» **AIM 1**
Reproduce the notebook from "label_names = test_data.classes" to "details /= np.max(details)".
» **AIM 2**
In the notebook, what batch size is set for the data loaders?

## Vectorizing the sparse representation and testing with multi layer perceptron

In [7]:
%matplotlib inline
import json
import numpy as np
import os
import random
from matplotlib import pyplot as plt
import torch
import torch.nn as nn
from torch.utils.data import DataLoader, Dataset
from torchvision import datasets
from torchvision.transforms import v2
from PIL import Image
import pywt
from wavelet_preprocessing import *

dataset_path = "../data"
batch_size = 32
toTensor = v2.Compose([v2.ToImage(), v2.ToDtype(torch.float32, scale=True)])
train_data = datasets.FashionMNIST(dataset_path, train=True, transform=toTensor, download=True)
test_data = datasets.FashionMNIST(dataset_path, train=False, transform=toTensor, download=True)
sample_data = datasets.FashionMNIST(dataset_path, train=True, transform=None, download=True)
label_names = test_data.classes

train_dataloader = DataLoader(train_data, batch_size, shuffle=True)
test_dataloader = DataLoader(test_data, batch_size, shuffle=True)

PERCENTILE_THRESH = 0

In [16]:
def get_sample_dwt(dataset, id):
    img, label = dataset[id]
    img = np.array(img) # grayscale images
    details = dec_single_level_gray_combined(img, PERCENTILE_THRESH) # zeros out anything lower than 99th percentile
    details /= np.max(details)
    nz_row, nz_col = np.nonzero(details)
    print(nz_row.shape[0])
    vec = np.zeros((nz_row.shape[0], 3))
    count = 0
    for idx, i in enumerate(nz_row):
        j = nz_col[idx]
        vec[count, 0] = details[i,j]
        vec[count, 1] = i / details.shape[0] # normalize row and col coords between [0, 1]
        vec[count, 2] = j / details.shape[1]
        count += 1
    # sort by highest value
    vec = vec[abs(vec[:, 0]).argsort()[::-1]]
    vec = vec.ravel()

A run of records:
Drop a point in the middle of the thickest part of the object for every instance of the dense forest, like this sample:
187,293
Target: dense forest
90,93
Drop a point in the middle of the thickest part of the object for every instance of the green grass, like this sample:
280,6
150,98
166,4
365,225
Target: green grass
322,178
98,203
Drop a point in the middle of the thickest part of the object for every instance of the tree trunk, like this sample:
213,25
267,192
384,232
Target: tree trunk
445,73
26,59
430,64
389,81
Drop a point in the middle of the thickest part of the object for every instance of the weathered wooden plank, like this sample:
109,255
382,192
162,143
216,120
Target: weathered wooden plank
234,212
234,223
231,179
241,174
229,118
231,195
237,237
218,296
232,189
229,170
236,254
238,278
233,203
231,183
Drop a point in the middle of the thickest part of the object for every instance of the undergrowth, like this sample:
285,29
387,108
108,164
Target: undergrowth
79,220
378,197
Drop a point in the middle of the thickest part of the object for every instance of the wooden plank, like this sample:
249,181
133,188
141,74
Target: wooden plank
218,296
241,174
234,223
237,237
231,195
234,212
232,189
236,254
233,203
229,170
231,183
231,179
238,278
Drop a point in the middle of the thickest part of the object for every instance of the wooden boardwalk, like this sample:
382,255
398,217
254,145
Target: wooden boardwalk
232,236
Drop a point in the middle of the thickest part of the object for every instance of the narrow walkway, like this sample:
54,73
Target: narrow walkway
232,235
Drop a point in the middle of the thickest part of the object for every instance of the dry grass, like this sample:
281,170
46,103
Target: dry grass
==
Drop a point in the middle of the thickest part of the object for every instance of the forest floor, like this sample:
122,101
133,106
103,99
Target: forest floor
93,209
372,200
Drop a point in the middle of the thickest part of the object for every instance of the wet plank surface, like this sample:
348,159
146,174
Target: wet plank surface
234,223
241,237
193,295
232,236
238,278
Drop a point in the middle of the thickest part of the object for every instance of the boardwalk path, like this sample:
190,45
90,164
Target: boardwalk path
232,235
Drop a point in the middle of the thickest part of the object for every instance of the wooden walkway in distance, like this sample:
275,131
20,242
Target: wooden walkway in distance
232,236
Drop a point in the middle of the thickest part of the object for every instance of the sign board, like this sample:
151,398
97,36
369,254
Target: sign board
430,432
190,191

» **ANSWER 1**
label_names = test_data.classes

train_dataloader = DataLoader(train_data, batch_size, shuffle=True)
test_dataloader = DataLoader(test_data, batch_size, shuffle=True)

PERCENTILE_THRESH = 0

In [16]:
def get_sample_dwt(dataset, id):
    img, label = dataset[id]
    img = np.array(img) # grayscale images
    details = dec_single_level_gray_combined(img, PERCENTILE_THRESH) # zeros out anything lower than 99th percentile
    details /= np.max(details)

» **ANSWER 2**
32